**Task statement**.
Line by line, output the entries below exactly as they appear.

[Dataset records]
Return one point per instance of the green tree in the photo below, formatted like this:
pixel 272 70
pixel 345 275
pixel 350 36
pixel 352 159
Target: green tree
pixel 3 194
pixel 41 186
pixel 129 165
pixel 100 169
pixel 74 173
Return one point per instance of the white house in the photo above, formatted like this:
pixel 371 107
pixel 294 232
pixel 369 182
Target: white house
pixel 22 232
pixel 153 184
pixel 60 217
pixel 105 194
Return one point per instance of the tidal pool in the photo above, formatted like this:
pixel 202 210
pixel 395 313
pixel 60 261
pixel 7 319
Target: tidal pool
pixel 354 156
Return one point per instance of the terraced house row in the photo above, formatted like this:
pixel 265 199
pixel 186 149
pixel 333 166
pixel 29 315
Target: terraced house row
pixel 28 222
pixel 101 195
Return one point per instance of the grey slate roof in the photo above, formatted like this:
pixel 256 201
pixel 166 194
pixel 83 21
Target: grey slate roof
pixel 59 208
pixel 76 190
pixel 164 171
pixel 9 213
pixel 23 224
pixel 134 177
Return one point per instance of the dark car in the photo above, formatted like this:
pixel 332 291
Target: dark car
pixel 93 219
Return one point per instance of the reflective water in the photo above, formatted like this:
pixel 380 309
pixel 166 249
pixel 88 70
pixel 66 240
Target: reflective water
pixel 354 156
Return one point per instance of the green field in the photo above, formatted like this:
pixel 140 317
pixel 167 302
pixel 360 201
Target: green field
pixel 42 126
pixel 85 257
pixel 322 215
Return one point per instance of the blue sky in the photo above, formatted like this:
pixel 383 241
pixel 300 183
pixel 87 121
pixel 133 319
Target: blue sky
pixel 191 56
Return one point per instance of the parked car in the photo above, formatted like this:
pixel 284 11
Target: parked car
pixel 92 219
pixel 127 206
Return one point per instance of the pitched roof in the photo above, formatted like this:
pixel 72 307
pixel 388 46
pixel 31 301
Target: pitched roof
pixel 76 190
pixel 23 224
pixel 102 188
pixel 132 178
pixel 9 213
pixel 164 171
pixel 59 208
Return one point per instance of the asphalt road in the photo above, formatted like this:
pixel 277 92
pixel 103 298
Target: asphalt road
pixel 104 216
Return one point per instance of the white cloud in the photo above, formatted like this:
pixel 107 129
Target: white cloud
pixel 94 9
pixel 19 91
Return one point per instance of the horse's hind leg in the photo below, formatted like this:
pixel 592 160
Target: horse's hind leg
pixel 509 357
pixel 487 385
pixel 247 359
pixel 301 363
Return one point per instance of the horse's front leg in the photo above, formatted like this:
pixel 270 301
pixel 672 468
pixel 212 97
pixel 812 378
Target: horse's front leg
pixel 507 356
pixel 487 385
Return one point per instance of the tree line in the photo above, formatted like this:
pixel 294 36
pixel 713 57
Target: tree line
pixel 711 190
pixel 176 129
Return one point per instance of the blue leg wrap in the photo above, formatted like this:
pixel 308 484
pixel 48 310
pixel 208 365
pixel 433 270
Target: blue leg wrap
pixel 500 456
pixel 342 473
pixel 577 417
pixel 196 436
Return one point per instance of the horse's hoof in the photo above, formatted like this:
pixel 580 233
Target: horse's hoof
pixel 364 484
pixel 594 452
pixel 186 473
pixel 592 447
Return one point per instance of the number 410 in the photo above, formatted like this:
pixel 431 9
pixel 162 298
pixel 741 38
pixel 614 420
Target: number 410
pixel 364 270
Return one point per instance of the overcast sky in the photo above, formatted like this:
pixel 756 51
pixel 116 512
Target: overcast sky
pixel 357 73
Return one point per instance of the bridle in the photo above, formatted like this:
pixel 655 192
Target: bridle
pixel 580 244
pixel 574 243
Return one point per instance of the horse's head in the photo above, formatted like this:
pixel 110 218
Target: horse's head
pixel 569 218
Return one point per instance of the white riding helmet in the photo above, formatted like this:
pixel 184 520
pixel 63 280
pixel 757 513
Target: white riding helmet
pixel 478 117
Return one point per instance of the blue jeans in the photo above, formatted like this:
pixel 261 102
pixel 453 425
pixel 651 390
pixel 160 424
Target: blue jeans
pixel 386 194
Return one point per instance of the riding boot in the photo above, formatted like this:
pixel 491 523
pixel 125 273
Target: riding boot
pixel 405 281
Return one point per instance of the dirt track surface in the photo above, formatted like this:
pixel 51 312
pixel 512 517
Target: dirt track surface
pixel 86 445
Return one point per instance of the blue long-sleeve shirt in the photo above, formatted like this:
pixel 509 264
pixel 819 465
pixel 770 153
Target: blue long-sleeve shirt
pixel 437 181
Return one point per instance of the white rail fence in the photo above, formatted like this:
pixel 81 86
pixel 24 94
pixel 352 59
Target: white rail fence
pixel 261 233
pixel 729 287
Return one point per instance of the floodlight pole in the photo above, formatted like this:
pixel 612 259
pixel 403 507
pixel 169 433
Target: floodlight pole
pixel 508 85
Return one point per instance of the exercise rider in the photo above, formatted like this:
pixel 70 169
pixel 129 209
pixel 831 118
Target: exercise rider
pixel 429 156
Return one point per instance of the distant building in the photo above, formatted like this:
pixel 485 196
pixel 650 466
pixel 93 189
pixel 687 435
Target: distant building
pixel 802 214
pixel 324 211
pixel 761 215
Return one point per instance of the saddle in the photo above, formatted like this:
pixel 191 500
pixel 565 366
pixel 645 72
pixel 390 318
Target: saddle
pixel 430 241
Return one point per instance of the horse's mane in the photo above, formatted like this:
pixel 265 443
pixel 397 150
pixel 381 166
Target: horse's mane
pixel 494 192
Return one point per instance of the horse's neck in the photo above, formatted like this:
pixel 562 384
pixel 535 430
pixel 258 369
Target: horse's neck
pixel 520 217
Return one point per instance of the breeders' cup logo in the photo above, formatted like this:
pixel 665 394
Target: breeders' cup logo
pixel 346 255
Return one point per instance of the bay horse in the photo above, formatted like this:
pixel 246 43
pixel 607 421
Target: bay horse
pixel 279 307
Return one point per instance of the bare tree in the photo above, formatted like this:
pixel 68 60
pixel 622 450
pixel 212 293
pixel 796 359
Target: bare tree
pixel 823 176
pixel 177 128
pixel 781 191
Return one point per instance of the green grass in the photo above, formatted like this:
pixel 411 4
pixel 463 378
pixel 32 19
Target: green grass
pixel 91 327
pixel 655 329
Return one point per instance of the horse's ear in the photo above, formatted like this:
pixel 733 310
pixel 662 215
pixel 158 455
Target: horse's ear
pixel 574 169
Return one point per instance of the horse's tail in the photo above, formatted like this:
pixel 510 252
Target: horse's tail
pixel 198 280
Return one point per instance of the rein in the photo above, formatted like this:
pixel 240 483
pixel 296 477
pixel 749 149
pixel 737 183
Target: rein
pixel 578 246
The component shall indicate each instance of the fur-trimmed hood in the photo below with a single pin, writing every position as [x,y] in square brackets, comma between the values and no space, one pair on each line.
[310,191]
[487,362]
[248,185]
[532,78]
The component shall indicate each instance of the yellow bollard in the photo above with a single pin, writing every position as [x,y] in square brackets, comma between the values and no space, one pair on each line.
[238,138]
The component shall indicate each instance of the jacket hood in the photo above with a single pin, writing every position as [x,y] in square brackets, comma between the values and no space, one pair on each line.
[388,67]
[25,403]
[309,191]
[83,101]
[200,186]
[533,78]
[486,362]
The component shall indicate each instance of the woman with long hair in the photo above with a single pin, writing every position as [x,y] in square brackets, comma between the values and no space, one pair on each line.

**Exercise solution**.
Return one point per instance of the green tree in the photo below, formatted like this:
pixel 272 70
pixel 345 275
pixel 350 36
pixel 352 159
Target: green tree
pixel 3 194
pixel 41 186
pixel 129 165
pixel 100 169
pixel 74 173
Return one point per instance of the white house in the photo above, formatted like this:
pixel 371 107
pixel 294 232
pixel 369 182
Target: white house
pixel 22 232
pixel 153 184
pixel 60 217
pixel 105 194
Return one point per instance of the tidal pool in the photo above, formatted like this:
pixel 202 210
pixel 395 313
pixel 60 261
pixel 7 319
Target: tidal pool
pixel 354 156
Return one point per instance of the terraced house row in the photo above, formatted like this:
pixel 265 199
pixel 186 149
pixel 333 166
pixel 29 315
Target: terraced house row
pixel 28 222
pixel 101 195
Return one point per instance of the grey slate roof in the photo above, formatted like this:
pixel 256 201
pixel 166 194
pixel 83 21
Target: grey slate roof
pixel 59 208
pixel 76 190
pixel 164 171
pixel 9 213
pixel 23 224
pixel 134 177
Return one point per instance of the dark car in the photo above, formatted like this:
pixel 332 291
Target: dark car
pixel 93 219
Return one point per instance of the reflective water in the photo above, formatted like this:
pixel 380 309
pixel 166 249
pixel 88 70
pixel 66 240
Target: reflective water
pixel 354 156
Return one point per instance of the green field in the photo above, formatted like this:
pixel 140 317
pixel 167 302
pixel 360 201
Target: green field
pixel 42 126
pixel 85 257
pixel 322 215
Return one point per instance of the blue sky in the photo above, formatted like this:
pixel 383 241
pixel 300 183
pixel 87 121
pixel 133 319
Target: blue sky
pixel 191 56
Return one point per instance of the parked car in the photo above, formatted like this:
pixel 284 11
Target: parked car
pixel 92 219
pixel 127 206
Return one point per instance of the pitched roof in the photo above, formatted like this:
pixel 72 307
pixel 388 46
pixel 31 301
Target: pitched roof
pixel 76 190
pixel 23 224
pixel 102 188
pixel 132 178
pixel 9 213
pixel 164 171
pixel 59 208
Return one point per instance of the asphalt road in the photo above, formatted like this:
pixel 277 92
pixel 103 298
Target: asphalt road
pixel 104 216
Return one point per instance of the white cloud in the photo above, formatted like this:
pixel 107 129
Target: white cloud
pixel 94 9
pixel 19 91
Return one point per instance of the horse's hind leg in the photo below, formatted like this:
pixel 592 160
Target: horse's hind leg
pixel 509 357
pixel 487 385
pixel 247 359
pixel 301 363
Return one point per instance of the horse's front leg in the photo above, formatted like this:
pixel 270 301
pixel 672 468
pixel 212 97
pixel 812 378
Target: horse's front leg
pixel 507 356
pixel 487 385
Return one point per instance of the tree line in the photo above, formatted like this:
pixel 294 36
pixel 713 57
Target: tree line
pixel 711 190
pixel 176 129
Return one point per instance of the blue leg wrap in the photo above, formatted like this:
pixel 308 484
pixel 48 310
pixel 208 365
pixel 433 270
Target: blue leg wrap
pixel 500 456
pixel 342 473
pixel 577 417
pixel 196 436
Return one point per instance of the horse's hoof in the photo above, formatted like this:
pixel 580 233
Target: horse's hoof
pixel 364 484
pixel 594 452
pixel 186 473
pixel 592 447
Return one point per instance of the number 410 in the photo above, formatted like this:
pixel 431 9
pixel 162 298
pixel 741 38
pixel 614 420
Target: number 410
pixel 364 270
Return one point per instance of the overcast sky in the photo above, formatted like this:
pixel 756 51
pixel 116 512
Target: overcast sky
pixel 357 73
Return one point per instance of the bridle in the photo above, formatted like this:
pixel 655 192
Target: bridle
pixel 580 244
pixel 574 243
Return one point per instance of the horse's head in the photo above, formatted like this:
pixel 110 218
Target: horse's head
pixel 569 218
Return one point per instance of the white riding helmet in the photo above, formatted like this:
pixel 184 520
pixel 63 280
pixel 757 513
Target: white riding helmet
pixel 478 117
Return one point per instance of the blue jeans in the photo above, formatted like this:
pixel 261 102
pixel 453 425
pixel 651 390
pixel 160 424
Target: blue jeans
pixel 386 194
Return one point per instance of the riding boot in the photo above, formatted like this:
pixel 491 523
pixel 125 273
Target: riding boot
pixel 405 281
Return one point per instance of the dirt track surface in the photo above, formatted like this:
pixel 51 312
pixel 512 517
Target: dirt track surface
pixel 86 445
Return one point per instance of the blue long-sleeve shirt in the photo above, formatted like this:
pixel 509 264
pixel 819 465
pixel 770 153
Target: blue long-sleeve shirt
pixel 437 181
Return one point per instance of the white rail fence in the photo above, formatted like this:
pixel 81 86
pixel 24 94
pixel 352 59
Target: white rail fence
pixel 261 233
pixel 729 287
Return one point per instance of the floodlight pole in the photo above, formatted like this:
pixel 612 259
pixel 403 507
pixel 169 433
Target: floodlight pole
pixel 508 85
Return one point per instance of the exercise rider in the photo above, formatted like this:
pixel 70 169
pixel 129 209
pixel 831 118
Target: exercise rider
pixel 429 156
Return one point per instance of the distant building in the photo above, formatted like this:
pixel 485 196
pixel 650 466
pixel 93 189
pixel 687 435
Target: distant building
pixel 802 214
pixel 324 211
pixel 761 215
Return one point per instance of the saddle in the photo above, formatted like this:
pixel 191 500
pixel 565 366
pixel 645 72
pixel 390 318
Target: saddle
pixel 430 241
Return one point per instance of the horse's mane in the photo above, formatted like this:
pixel 265 443
pixel 397 150
pixel 381 166
Target: horse's mane
pixel 494 192
Return one point per instance of the horse's neck in the photo above, formatted like this:
pixel 562 384
pixel 535 430
pixel 258 369
Target: horse's neck
pixel 520 217
Return one point per instance of the breeders' cup logo in the photo above, formatted like this:
pixel 665 394
Target: breeders' cup logo
pixel 346 255
Return one point per instance of the bay horse in the photo above, formatted like this:
pixel 246 43
pixel 607 421
Target: bay horse
pixel 279 307
Return one point per instance of the bare tree in the photo above, formatted like this:
pixel 68 60
pixel 622 450
pixel 212 293
pixel 796 359
Target: bare tree
pixel 823 176
pixel 177 128
pixel 781 191
Return one point per instance of the green grass in the photo above, formatted like this:
pixel 411 4
pixel 463 378
pixel 32 19
Target: green grass
pixel 91 327
pixel 655 329
Return one point per instance of the horse's ear in the photo above, formatted like this:
pixel 733 310
pixel 662 215
pixel 158 455
Target: horse's ear
pixel 574 169
Return one point per instance of the horse's tail in the photo above, formatted like this:
pixel 510 252
Target: horse's tail
pixel 198 280
Return one point per instance of the rein in the photo above, formatted like this:
pixel 240 483
pixel 296 477
pixel 749 149
pixel 737 183
Target: rein
pixel 578 246
The component shall indicate each instance of the fur-trimmed hood in the photo below with a single pin, writing every position as [x,y] in square brackets, comma between the values and no space, one pair on each line.
[310,191]
[487,362]
[248,185]
[532,78]
The component shall indicate each instance of the yellow bollard in the photo above with a single pin, writing every position as [x,y] in square brackets, comma between the values and no space, one pair on each line.
[238,138]
The component shall indicate each instance of the jacket hood in the photo above with a single pin, writing every position as [x,y] in square brackets, comma between the values and no space, one pair on each line.
[388,67]
[25,403]
[309,191]
[83,101]
[200,186]
[533,78]
[486,362]
The component shall indicate each instance of the woman with long hair in the photo above with a single pin, writing every position as [x,y] in square brackets, comma between the values and no space, one pair on each line.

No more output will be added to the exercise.